**SOURCE DATA:**

== == ==

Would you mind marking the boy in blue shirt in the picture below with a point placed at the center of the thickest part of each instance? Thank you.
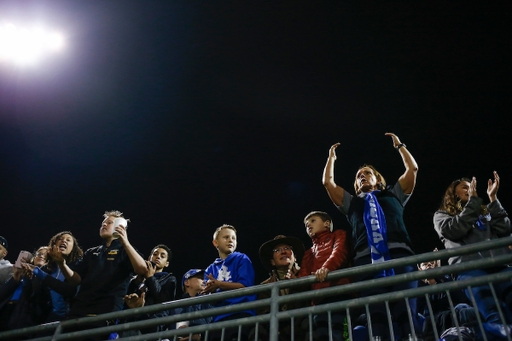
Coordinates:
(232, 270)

== == ==

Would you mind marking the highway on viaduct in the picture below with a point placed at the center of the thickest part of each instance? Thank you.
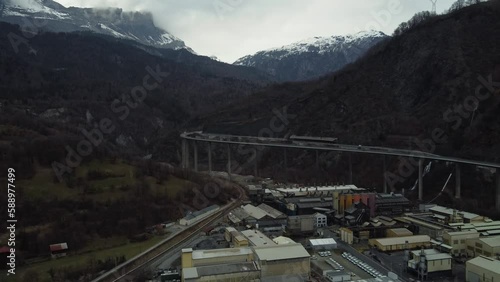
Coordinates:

== == ==

**TASK STATEMENT:** Select every line of the data above that contains the string "Thank", treating uppercase and lowercase letters as different.

**ANSWER TO THIS EXERCISE:**
Would you mind marking the boy in blue shirt in the picture below with a point placed at the center of the thickest part of each instance? Thank you.
Would you mind marking the highway on viaduct in the picture below with a point placed at the center of the thickest part of each instance? Thank you.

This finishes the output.